The problem:
Keeping every word in place, write out the entries that come next.

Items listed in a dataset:
====================

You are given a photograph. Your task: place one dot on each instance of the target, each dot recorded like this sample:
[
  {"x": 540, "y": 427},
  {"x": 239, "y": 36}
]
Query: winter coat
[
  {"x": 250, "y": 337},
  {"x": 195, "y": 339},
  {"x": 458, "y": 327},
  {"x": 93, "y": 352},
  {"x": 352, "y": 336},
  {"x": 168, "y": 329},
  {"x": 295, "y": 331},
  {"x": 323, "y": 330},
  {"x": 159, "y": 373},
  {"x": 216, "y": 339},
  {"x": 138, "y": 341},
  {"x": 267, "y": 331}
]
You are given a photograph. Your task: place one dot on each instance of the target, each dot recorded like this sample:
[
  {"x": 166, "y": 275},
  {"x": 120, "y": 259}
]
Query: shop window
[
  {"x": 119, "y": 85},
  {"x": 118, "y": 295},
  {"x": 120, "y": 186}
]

====================

The answer:
You are given a photograph. Your task: place one dot on each instance of the target, each dot recorded like this sample:
[
  {"x": 540, "y": 427},
  {"x": 239, "y": 36}
]
Query: winter coat
[
  {"x": 250, "y": 337},
  {"x": 195, "y": 339},
  {"x": 458, "y": 327},
  {"x": 93, "y": 352},
  {"x": 352, "y": 336},
  {"x": 168, "y": 329},
  {"x": 295, "y": 331},
  {"x": 323, "y": 330},
  {"x": 159, "y": 373},
  {"x": 216, "y": 339},
  {"x": 138, "y": 341},
  {"x": 267, "y": 331}
]
You are given a photograph. Your task: place one dot on each instance of the target, each dot recorded like this sample:
[
  {"x": 166, "y": 275},
  {"x": 120, "y": 259}
]
Query: shop window
[
  {"x": 119, "y": 85},
  {"x": 118, "y": 295},
  {"x": 120, "y": 186}
]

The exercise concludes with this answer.